To do –
Go through the data below and copy each line where the word "ground" occurs.

Dataset entries
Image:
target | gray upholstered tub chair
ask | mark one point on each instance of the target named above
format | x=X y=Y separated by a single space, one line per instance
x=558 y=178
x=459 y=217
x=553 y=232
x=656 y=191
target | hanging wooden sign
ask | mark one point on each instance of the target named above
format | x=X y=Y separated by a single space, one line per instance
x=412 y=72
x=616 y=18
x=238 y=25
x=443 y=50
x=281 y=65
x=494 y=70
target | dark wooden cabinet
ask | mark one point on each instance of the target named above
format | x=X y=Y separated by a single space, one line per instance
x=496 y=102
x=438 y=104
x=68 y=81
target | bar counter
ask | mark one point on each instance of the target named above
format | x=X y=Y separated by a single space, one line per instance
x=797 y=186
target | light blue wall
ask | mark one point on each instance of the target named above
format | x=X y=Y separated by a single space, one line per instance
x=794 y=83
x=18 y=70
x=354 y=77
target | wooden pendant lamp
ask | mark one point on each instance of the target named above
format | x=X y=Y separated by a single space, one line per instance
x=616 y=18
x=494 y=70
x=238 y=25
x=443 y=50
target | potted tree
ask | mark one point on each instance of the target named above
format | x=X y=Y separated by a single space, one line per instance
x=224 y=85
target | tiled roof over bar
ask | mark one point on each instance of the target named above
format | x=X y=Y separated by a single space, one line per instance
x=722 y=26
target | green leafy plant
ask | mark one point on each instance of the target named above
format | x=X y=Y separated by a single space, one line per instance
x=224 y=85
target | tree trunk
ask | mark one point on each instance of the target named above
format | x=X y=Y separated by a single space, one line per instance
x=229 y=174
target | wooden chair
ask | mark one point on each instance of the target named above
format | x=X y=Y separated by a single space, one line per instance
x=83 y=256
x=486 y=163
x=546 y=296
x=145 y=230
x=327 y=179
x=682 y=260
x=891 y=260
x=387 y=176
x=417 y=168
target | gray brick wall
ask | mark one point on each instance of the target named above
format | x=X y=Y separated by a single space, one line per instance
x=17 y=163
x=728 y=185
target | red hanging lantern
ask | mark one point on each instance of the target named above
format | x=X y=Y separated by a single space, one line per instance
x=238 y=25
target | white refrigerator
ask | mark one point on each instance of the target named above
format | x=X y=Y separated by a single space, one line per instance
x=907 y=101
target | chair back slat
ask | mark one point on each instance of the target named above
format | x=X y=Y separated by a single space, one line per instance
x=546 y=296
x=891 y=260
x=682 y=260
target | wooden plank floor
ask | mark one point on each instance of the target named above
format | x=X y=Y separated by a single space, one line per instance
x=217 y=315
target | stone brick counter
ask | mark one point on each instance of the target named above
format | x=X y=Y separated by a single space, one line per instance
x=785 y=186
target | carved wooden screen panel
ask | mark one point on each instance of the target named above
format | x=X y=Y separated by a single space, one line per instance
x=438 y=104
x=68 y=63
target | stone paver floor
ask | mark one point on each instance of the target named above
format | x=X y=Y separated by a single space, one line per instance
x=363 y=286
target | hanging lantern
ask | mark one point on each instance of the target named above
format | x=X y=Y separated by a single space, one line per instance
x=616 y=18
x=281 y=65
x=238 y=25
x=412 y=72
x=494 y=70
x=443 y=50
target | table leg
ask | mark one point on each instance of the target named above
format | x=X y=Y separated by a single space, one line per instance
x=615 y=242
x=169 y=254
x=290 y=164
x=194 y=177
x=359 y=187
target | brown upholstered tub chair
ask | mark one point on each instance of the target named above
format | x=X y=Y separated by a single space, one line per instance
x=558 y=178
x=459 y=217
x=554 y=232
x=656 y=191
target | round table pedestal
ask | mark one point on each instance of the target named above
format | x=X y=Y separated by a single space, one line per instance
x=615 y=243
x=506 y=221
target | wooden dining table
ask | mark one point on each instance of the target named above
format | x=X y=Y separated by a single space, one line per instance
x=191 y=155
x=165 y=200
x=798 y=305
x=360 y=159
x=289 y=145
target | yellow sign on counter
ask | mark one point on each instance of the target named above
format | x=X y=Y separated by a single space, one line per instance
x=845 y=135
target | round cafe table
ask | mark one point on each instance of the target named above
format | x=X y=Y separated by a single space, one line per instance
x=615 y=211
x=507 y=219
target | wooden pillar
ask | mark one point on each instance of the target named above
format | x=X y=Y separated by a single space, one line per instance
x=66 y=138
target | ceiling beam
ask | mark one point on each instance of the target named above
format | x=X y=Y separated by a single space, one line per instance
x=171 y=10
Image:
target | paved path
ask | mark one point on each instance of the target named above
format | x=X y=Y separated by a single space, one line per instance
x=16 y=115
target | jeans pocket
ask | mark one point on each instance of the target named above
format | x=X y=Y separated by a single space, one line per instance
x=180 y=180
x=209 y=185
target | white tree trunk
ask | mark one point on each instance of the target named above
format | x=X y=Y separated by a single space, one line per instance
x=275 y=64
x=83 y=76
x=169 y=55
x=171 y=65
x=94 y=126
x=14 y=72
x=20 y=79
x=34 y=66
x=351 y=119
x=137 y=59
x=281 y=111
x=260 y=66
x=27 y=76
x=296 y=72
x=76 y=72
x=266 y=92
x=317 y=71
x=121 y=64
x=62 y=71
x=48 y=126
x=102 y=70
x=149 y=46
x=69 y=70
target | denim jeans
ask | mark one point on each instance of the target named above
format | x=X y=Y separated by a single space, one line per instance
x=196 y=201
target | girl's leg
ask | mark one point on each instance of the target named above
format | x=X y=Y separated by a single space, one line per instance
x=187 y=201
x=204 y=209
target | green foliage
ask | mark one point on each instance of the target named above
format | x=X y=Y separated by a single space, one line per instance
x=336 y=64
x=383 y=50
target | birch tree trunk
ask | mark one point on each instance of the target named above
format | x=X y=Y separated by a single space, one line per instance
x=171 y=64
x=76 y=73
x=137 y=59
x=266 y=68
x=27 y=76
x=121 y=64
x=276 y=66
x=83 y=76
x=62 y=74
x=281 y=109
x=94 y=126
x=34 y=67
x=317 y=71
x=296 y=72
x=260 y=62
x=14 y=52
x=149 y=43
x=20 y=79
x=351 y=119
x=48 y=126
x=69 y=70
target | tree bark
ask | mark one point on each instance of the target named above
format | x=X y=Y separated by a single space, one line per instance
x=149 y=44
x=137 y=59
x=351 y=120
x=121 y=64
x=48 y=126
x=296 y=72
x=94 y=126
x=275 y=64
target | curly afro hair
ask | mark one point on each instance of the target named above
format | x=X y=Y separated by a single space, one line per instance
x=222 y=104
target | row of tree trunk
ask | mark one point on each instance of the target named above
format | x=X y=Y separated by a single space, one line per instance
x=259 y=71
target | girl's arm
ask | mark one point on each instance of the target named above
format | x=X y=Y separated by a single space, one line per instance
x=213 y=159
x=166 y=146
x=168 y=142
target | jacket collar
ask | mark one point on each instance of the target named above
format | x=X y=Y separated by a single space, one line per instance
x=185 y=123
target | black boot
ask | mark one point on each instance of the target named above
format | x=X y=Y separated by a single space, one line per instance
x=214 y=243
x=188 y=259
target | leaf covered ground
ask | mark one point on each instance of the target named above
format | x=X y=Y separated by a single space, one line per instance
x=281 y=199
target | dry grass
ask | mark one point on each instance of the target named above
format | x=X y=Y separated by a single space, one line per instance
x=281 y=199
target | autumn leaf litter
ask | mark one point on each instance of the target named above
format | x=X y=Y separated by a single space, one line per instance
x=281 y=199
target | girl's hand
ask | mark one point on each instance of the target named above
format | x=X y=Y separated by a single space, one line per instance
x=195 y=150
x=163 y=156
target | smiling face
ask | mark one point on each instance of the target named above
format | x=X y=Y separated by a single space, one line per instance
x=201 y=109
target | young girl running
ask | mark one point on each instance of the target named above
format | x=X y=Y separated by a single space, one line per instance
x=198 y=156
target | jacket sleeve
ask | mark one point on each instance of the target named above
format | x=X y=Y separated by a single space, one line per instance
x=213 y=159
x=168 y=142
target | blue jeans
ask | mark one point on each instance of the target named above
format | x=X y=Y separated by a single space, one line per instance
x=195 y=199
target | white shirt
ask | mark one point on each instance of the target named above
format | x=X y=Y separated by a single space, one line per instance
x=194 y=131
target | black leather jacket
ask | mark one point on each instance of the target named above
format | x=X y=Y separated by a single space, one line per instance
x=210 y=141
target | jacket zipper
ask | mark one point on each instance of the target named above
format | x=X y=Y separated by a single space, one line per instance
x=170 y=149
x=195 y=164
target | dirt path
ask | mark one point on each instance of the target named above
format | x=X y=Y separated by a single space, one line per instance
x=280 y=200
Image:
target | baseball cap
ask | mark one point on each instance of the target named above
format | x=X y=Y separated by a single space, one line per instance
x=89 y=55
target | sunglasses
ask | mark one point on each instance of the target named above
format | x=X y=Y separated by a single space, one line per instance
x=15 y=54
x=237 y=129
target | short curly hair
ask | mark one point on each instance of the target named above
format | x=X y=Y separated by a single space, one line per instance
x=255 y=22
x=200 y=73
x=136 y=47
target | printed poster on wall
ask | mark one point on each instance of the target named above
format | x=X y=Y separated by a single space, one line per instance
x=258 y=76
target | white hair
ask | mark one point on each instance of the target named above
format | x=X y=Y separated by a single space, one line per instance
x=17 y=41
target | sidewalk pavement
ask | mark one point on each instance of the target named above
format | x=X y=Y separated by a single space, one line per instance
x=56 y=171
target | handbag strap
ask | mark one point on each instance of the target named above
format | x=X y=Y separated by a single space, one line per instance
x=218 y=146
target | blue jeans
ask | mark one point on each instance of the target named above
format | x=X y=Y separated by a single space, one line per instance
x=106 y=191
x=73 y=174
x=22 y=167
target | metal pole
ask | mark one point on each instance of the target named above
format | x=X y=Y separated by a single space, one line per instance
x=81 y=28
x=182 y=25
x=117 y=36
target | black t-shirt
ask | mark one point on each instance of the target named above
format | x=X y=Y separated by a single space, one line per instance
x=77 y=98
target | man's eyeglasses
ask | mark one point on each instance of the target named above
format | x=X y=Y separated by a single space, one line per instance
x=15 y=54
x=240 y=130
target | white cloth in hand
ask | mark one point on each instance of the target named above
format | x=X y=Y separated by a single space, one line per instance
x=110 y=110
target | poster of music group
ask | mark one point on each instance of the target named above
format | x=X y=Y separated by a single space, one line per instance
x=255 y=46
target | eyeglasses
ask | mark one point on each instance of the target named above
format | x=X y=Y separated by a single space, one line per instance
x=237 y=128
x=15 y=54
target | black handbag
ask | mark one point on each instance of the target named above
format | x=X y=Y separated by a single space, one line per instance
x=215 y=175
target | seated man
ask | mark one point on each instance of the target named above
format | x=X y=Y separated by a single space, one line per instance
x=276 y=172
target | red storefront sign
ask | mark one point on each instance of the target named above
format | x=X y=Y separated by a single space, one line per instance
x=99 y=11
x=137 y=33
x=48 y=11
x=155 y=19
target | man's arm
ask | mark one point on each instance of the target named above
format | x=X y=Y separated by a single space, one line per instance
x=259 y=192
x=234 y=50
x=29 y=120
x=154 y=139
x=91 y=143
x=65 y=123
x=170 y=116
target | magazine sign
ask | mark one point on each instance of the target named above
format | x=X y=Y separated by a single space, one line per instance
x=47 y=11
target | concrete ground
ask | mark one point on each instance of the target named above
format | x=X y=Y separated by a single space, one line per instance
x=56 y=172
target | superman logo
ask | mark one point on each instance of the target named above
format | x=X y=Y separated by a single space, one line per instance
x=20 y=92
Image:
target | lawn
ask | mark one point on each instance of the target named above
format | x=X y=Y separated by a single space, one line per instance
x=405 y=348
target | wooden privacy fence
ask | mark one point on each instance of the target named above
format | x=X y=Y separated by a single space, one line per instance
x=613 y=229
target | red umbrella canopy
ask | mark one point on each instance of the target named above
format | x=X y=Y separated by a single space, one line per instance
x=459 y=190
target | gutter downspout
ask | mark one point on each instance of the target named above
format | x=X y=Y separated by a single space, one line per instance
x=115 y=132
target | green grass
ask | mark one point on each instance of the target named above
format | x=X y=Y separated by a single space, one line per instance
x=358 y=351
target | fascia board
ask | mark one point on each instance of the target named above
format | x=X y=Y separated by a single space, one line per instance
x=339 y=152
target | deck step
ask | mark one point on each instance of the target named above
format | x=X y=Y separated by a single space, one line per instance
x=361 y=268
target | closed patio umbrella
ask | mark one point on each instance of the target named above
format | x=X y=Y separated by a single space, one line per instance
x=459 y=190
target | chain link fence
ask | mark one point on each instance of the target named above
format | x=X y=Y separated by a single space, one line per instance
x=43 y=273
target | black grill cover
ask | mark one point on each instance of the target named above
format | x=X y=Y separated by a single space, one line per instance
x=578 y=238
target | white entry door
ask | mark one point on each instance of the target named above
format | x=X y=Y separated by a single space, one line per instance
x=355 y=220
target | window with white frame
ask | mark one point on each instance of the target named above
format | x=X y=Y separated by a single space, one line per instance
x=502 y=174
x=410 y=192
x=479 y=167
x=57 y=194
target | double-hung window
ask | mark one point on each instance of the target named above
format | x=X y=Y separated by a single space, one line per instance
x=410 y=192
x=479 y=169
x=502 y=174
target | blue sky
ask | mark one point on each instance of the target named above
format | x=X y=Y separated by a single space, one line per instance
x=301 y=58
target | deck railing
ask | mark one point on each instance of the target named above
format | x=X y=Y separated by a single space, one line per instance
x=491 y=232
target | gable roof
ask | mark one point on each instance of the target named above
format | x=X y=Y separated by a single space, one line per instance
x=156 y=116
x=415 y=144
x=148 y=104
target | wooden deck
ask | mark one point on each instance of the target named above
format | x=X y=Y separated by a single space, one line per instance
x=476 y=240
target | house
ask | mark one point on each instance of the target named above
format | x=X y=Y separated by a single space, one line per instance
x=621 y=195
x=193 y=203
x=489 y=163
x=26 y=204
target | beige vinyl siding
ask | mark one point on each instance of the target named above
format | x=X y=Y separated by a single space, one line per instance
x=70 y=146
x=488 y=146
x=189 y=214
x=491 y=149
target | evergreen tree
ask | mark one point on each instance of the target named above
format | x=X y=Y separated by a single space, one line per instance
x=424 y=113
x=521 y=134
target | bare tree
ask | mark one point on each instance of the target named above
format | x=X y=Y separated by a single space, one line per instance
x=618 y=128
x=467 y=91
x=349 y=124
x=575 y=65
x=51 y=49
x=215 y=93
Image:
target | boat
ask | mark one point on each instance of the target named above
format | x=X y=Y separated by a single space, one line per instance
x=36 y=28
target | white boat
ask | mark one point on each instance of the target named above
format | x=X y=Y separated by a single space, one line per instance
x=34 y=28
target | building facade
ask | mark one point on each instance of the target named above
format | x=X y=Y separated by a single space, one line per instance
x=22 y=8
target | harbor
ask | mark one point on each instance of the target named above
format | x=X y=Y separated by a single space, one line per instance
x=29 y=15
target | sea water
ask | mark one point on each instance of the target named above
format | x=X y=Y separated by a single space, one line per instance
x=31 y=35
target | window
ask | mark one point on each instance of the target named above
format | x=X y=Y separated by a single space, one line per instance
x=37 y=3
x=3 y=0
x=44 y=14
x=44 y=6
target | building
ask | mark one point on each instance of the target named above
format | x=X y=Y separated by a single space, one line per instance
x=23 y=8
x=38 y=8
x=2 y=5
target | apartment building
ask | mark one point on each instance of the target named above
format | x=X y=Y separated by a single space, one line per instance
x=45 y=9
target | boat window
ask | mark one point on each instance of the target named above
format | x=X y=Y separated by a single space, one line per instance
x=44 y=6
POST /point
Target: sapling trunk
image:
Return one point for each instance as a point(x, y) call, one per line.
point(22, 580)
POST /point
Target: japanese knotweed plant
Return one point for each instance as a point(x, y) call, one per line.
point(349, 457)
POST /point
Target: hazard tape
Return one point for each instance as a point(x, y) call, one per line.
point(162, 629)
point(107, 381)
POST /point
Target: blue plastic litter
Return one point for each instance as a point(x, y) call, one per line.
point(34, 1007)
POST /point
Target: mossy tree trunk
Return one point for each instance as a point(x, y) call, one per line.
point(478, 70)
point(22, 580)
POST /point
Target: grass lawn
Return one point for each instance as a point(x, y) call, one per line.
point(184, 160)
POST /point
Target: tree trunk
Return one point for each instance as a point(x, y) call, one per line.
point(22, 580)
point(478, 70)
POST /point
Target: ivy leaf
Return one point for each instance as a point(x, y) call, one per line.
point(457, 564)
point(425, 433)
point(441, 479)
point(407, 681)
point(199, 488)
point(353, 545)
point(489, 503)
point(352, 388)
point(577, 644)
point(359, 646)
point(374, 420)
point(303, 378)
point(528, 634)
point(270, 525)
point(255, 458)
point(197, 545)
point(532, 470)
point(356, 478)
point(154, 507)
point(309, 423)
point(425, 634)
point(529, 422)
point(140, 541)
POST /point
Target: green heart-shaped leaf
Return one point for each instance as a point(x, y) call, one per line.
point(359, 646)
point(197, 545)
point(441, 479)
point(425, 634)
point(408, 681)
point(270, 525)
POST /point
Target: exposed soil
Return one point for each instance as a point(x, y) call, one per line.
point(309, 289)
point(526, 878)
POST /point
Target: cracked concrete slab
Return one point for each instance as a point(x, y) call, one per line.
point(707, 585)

Your solution –
target | leaf covered ground
target | concrete ground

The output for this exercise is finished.